EXERCISE INPUT
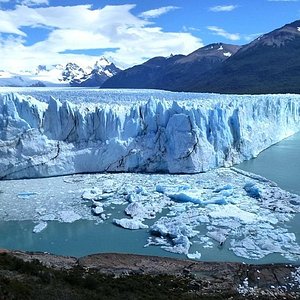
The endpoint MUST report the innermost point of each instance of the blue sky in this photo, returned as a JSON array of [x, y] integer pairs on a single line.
[[51, 32]]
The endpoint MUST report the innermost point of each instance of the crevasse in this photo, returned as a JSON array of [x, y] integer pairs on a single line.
[[40, 139]]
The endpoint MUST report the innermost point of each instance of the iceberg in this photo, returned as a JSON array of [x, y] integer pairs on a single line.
[[39, 139]]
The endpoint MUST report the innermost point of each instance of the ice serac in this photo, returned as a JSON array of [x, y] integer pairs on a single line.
[[45, 139]]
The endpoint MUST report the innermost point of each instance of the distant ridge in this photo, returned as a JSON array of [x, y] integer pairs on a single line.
[[269, 64], [173, 73]]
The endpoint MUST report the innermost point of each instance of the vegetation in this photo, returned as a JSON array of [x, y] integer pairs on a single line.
[[31, 280]]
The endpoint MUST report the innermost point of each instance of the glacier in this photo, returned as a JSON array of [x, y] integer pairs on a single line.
[[39, 139]]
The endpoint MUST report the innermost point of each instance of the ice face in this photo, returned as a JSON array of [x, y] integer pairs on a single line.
[[40, 139]]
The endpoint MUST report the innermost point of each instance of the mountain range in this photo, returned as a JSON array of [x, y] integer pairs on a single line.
[[70, 74], [269, 64]]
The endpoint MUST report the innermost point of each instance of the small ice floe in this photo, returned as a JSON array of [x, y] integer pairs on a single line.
[[25, 195], [96, 194], [196, 255], [68, 216], [252, 190], [39, 227], [132, 224], [97, 210], [176, 231], [140, 211], [219, 235]]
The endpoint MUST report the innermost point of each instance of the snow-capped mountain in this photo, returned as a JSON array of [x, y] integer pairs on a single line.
[[58, 75], [269, 64]]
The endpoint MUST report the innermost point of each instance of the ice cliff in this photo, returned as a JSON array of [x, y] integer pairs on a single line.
[[40, 139]]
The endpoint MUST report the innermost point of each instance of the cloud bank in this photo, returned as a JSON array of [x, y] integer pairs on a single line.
[[125, 38]]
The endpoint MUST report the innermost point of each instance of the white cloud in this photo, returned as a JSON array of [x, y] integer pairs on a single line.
[[34, 2], [221, 32], [83, 28], [219, 8], [283, 0], [155, 13]]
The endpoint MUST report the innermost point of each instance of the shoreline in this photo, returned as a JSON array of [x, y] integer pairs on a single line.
[[209, 279]]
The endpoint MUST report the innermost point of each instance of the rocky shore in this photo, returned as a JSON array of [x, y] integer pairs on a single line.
[[121, 276]]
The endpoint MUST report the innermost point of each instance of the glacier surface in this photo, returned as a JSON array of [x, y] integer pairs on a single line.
[[39, 139]]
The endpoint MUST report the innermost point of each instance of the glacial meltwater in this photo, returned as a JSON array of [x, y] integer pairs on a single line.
[[226, 226]]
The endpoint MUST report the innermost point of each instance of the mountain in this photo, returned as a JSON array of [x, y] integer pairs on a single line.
[[58, 75], [269, 64], [102, 70], [175, 72]]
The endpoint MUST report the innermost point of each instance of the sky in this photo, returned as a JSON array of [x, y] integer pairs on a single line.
[[128, 32]]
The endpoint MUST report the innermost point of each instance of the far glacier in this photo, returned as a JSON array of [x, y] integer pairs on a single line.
[[39, 139]]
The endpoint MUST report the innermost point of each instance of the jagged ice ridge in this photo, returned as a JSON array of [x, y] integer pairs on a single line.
[[40, 139]]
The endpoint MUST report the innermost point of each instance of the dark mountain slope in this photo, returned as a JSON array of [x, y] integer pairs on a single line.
[[173, 73], [269, 64]]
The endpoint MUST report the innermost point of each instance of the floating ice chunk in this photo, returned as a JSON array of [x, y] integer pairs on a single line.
[[218, 235], [48, 217], [96, 194], [252, 190], [25, 195], [232, 211], [69, 216], [141, 190], [97, 210], [188, 196], [132, 224], [196, 255], [223, 188], [91, 194], [181, 245], [135, 209], [39, 227], [160, 189]]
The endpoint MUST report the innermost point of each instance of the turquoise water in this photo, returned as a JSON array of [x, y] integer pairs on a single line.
[[280, 163]]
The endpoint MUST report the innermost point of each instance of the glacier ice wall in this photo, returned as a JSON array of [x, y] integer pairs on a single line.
[[40, 139]]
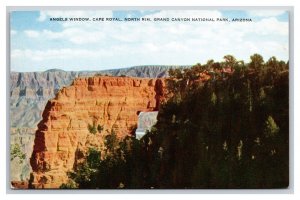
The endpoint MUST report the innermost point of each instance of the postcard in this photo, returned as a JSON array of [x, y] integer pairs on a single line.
[[149, 99]]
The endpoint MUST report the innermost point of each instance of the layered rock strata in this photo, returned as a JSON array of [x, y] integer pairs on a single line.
[[63, 136]]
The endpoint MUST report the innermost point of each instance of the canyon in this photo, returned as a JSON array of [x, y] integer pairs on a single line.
[[29, 93], [63, 137]]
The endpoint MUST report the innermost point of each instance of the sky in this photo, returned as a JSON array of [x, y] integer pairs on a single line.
[[38, 44]]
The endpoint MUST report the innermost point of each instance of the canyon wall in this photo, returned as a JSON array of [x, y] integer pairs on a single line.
[[64, 136], [29, 93]]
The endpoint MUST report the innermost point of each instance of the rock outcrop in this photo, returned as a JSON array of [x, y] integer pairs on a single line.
[[29, 93], [63, 136]]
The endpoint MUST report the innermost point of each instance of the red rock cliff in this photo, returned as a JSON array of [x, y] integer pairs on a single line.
[[63, 138]]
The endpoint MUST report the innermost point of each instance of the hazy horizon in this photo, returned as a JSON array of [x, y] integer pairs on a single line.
[[39, 44]]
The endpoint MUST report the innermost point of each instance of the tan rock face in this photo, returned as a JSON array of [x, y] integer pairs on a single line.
[[63, 137]]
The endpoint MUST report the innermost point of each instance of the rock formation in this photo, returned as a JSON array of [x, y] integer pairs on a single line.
[[63, 136], [29, 93]]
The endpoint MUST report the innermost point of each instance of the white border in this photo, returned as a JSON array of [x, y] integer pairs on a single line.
[[4, 106]]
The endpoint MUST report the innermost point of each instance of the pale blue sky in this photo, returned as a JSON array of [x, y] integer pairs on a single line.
[[38, 44]]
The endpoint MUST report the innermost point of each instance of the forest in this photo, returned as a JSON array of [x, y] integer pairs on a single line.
[[224, 125]]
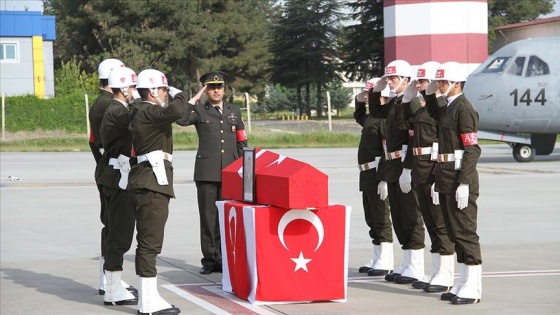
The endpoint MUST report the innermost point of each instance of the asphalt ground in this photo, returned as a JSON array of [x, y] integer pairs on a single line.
[[50, 241]]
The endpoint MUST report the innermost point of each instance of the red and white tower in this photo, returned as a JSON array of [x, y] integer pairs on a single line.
[[440, 30]]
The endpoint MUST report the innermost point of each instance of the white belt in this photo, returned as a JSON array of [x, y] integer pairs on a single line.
[[394, 155], [421, 151], [369, 165], [442, 158], [144, 158], [122, 163], [158, 167]]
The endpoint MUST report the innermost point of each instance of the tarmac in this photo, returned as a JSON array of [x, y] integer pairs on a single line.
[[50, 241]]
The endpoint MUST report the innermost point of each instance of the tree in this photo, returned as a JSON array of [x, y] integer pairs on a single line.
[[305, 46], [362, 50], [503, 12]]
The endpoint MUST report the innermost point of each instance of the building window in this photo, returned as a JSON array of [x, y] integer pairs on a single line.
[[8, 52]]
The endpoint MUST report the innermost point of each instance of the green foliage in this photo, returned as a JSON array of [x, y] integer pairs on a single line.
[[69, 79], [29, 113]]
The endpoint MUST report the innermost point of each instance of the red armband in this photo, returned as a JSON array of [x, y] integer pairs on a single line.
[[469, 138], [240, 135]]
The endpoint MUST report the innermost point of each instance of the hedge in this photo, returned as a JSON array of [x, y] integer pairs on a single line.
[[61, 113]]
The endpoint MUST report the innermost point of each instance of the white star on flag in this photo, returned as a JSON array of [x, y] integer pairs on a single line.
[[301, 262]]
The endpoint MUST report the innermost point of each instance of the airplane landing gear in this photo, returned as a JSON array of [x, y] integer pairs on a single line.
[[523, 152]]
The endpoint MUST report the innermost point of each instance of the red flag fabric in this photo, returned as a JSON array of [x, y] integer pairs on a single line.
[[289, 255]]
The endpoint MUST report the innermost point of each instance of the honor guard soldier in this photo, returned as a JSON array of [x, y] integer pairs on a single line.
[[114, 168], [151, 180], [423, 127], [95, 117], [371, 162], [457, 181], [221, 139], [405, 213]]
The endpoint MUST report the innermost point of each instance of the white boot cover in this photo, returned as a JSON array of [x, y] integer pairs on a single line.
[[444, 275], [472, 288], [462, 279], [415, 268], [102, 280], [385, 259], [149, 300], [114, 291]]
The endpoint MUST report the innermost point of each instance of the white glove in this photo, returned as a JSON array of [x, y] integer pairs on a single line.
[[462, 196], [382, 190], [432, 88], [410, 92], [174, 91], [435, 195], [135, 94], [380, 84], [405, 180]]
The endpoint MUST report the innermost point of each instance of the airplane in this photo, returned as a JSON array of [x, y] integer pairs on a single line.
[[516, 93]]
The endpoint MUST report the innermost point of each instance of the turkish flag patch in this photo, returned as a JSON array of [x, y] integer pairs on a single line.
[[470, 138]]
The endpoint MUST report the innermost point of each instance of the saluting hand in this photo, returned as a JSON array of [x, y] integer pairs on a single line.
[[197, 96]]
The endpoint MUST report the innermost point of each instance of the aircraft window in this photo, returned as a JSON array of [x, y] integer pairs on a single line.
[[497, 65], [536, 67], [517, 67]]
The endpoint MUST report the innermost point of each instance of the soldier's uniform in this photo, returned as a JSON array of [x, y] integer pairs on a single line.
[[151, 131], [96, 113], [118, 148], [221, 139], [371, 162], [423, 128], [458, 129], [407, 220]]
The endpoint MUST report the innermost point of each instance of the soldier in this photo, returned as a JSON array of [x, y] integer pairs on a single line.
[[95, 117], [151, 180], [457, 181], [221, 139], [371, 161], [423, 127], [407, 221], [115, 165]]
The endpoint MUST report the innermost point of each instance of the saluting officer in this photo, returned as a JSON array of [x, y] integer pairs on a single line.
[[151, 180], [95, 118], [423, 127], [407, 221], [371, 162], [115, 166], [221, 139], [457, 181]]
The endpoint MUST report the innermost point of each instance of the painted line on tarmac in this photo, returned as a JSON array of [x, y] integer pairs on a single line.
[[214, 299], [491, 274]]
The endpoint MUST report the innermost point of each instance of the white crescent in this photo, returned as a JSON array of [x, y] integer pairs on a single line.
[[306, 215]]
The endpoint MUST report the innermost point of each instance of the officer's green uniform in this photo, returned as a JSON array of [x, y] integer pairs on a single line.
[[96, 113], [376, 211], [407, 220], [117, 141], [151, 131], [459, 119], [221, 139], [423, 127]]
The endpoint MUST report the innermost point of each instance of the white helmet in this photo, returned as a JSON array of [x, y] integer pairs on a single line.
[[427, 70], [106, 66], [399, 67], [451, 71], [122, 78], [150, 78]]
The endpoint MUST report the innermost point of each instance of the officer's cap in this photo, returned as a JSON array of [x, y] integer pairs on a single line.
[[213, 78]]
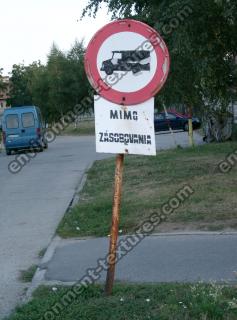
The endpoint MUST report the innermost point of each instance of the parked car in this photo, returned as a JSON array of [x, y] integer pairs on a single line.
[[175, 121], [23, 128]]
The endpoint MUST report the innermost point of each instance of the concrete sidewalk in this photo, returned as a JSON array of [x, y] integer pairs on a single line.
[[159, 258]]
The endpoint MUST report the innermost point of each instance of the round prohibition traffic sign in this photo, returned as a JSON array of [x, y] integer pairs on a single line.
[[127, 62]]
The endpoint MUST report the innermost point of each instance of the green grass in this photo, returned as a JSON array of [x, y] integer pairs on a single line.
[[27, 275], [137, 302], [84, 128], [150, 182], [234, 133]]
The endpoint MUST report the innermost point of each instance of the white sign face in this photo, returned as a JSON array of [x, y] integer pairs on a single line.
[[124, 129], [129, 57]]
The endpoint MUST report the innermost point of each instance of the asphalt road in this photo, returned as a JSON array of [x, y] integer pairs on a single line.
[[158, 258], [33, 201]]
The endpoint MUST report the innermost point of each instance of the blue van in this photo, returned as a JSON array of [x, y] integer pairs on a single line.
[[23, 128]]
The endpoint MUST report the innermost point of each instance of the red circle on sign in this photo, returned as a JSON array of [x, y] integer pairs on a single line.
[[101, 84]]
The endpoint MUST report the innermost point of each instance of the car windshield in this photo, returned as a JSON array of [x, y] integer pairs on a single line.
[[28, 120], [12, 121]]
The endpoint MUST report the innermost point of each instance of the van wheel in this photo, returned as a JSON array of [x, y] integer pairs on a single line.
[[8, 152]]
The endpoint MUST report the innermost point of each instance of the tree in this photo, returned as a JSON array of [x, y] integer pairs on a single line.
[[202, 40]]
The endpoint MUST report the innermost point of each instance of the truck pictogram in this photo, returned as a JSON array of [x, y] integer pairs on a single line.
[[129, 60]]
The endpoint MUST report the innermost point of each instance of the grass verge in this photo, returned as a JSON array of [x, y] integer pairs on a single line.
[[27, 275], [135, 302], [149, 182]]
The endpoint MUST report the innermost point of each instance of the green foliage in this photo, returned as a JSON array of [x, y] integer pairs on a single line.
[[201, 37], [149, 183], [56, 87], [134, 302]]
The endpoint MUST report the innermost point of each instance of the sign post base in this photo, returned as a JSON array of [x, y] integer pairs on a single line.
[[115, 223]]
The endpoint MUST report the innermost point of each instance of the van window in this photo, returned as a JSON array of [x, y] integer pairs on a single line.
[[28, 120], [12, 121]]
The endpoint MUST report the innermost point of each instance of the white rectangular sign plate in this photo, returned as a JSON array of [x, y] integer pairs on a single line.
[[124, 129]]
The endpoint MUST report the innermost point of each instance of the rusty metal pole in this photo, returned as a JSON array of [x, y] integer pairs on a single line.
[[115, 223]]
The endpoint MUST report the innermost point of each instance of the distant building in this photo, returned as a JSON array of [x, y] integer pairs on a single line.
[[4, 93]]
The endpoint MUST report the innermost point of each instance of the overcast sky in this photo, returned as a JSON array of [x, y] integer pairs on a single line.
[[29, 27]]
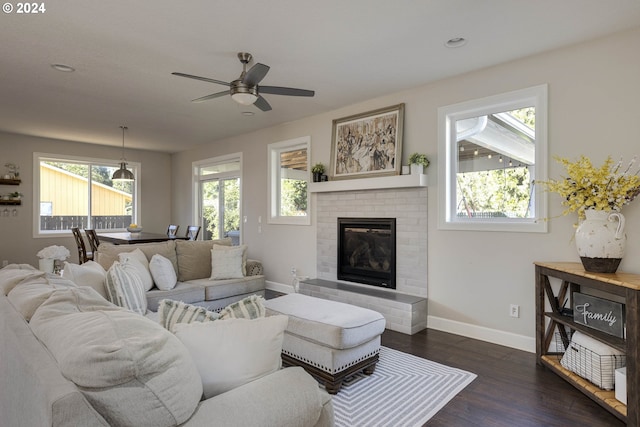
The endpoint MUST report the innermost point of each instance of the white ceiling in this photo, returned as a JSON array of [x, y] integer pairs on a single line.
[[346, 50]]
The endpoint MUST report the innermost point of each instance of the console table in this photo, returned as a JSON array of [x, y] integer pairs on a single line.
[[573, 278]]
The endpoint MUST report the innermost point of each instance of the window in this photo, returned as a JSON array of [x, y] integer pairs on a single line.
[[288, 181], [78, 192], [491, 152], [218, 197]]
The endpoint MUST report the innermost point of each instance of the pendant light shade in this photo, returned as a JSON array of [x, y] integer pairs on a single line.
[[123, 174]]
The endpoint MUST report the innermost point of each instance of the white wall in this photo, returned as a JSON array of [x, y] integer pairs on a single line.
[[17, 244], [594, 110]]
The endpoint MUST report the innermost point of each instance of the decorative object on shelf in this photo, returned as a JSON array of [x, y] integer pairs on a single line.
[[317, 170], [14, 171], [49, 255], [597, 195], [123, 174], [368, 144], [418, 162]]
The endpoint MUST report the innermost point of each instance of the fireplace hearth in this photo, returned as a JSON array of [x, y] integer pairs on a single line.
[[367, 251]]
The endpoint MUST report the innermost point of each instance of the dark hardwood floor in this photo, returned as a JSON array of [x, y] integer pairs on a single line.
[[510, 391]]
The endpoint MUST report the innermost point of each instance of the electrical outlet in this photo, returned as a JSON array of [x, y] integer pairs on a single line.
[[514, 310]]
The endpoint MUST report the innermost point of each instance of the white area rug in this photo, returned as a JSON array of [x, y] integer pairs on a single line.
[[404, 391]]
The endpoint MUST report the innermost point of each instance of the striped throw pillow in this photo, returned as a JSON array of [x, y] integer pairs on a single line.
[[125, 289], [251, 307], [171, 312]]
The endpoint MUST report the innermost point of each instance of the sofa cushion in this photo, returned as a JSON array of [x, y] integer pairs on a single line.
[[131, 370], [32, 292], [228, 262], [183, 291], [108, 254], [125, 289], [247, 308], [89, 274], [233, 352], [194, 258], [218, 289], [137, 262], [164, 276], [13, 274], [171, 312]]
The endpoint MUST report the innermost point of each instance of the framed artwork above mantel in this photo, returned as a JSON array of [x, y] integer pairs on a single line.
[[368, 145]]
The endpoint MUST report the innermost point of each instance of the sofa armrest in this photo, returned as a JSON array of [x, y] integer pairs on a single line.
[[254, 268], [288, 397]]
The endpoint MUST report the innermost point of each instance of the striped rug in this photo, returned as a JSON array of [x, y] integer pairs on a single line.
[[404, 391]]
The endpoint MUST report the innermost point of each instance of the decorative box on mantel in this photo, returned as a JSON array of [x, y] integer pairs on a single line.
[[395, 181]]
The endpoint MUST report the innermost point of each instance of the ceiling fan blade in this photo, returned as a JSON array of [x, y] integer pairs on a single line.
[[255, 74], [289, 91], [212, 96], [262, 104], [204, 79]]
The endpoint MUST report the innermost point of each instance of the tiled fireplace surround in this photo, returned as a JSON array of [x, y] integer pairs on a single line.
[[404, 308]]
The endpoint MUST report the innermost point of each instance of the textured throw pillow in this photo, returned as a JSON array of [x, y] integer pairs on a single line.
[[194, 258], [171, 312], [89, 274], [137, 262], [164, 276], [228, 262], [129, 368], [124, 288], [234, 352], [251, 307]]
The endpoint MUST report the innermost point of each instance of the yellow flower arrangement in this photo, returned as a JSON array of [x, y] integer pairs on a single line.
[[606, 188]]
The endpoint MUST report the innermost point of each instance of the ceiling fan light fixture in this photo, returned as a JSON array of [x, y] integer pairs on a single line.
[[123, 174], [244, 98]]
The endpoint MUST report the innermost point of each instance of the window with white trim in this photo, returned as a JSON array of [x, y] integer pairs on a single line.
[[288, 181], [78, 192], [491, 153]]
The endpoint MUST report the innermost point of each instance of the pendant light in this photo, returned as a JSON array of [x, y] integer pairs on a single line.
[[123, 174]]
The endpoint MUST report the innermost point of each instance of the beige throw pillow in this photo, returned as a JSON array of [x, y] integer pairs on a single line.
[[235, 351], [228, 262]]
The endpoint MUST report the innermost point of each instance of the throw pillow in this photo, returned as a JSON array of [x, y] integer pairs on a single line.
[[164, 276], [89, 274], [228, 262], [130, 369], [251, 307], [124, 288], [234, 352], [171, 312], [194, 258], [137, 262]]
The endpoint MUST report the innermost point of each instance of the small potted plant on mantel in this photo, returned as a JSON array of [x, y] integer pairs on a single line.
[[418, 162], [317, 170]]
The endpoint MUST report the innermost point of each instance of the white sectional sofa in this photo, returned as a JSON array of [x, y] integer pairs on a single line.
[[71, 358], [192, 263]]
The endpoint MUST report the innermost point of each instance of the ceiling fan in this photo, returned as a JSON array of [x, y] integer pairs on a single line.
[[245, 89]]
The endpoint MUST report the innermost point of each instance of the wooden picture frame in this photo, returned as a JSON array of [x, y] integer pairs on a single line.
[[368, 145]]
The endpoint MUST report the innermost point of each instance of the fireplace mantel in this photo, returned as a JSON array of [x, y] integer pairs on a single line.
[[396, 181]]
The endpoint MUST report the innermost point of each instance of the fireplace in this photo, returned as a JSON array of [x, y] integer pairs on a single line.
[[367, 251]]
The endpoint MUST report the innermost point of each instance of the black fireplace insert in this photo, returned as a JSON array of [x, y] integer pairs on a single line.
[[367, 251]]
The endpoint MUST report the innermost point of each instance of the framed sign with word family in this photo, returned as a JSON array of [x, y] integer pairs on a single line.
[[599, 313]]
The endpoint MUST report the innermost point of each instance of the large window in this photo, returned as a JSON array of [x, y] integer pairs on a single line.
[[218, 197], [78, 192], [491, 152], [288, 180]]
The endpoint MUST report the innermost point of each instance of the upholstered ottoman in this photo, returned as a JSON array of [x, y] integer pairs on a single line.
[[331, 340]]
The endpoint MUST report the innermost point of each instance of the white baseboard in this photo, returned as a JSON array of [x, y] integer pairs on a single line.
[[507, 339], [279, 287]]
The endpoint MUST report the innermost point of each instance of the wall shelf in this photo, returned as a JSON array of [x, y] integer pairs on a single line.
[[396, 181], [10, 181]]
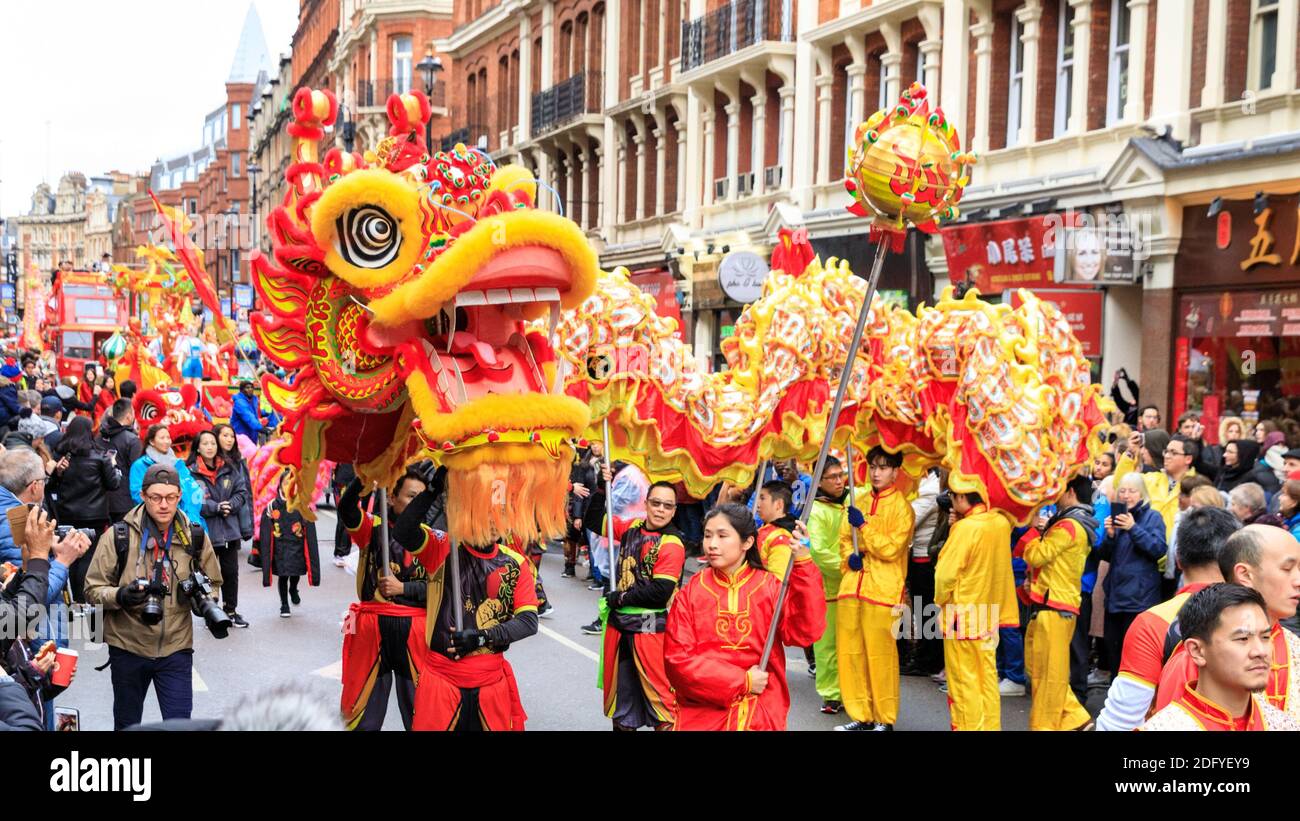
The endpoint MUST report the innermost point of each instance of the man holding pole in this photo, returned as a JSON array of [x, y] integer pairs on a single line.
[[384, 633], [874, 572]]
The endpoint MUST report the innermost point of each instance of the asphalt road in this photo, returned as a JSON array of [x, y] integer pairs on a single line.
[[555, 669]]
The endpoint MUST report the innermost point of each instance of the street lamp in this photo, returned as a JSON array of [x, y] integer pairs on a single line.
[[429, 68]]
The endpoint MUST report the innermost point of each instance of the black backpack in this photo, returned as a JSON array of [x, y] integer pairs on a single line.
[[122, 543]]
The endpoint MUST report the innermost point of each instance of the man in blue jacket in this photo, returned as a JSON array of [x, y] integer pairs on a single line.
[[246, 417]]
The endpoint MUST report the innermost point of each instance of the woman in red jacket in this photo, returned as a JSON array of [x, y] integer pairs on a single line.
[[719, 622]]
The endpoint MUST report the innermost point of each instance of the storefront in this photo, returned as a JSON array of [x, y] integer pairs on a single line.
[[1236, 335], [1074, 260]]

SHORT PROBLEM
Can you express the lines of the listing above as a Markdown table with the columns Row and Line? Begin at the line that has "of the hazy", stop after the line that has "[[63, 136], [29, 93]]", number each row, and leave out any blank lines.

RESULT FOR THIS EXERCISE
| Row | Line |
|---|---|
| 1 | The endpoint MUST report the innermost point of each instance of the hazy horizon in this photo, returned as a JSON array of [x, y] integer pairs on a single line. |
| 2 | [[39, 44]] |
| 3 | The endpoint MUST report the innermost point of each instance of the tan rock face in this photo, returned as a JSON array of [x, y] integer pairs on a single line. |
| 4 | [[63, 137]] |
| 5 | The endpoint MUST report the innermost point of each instance of the rock formation in this photo, returned as a JSON array of [x, y] integer pairs on a single line. |
| 6 | [[63, 136], [29, 93]] |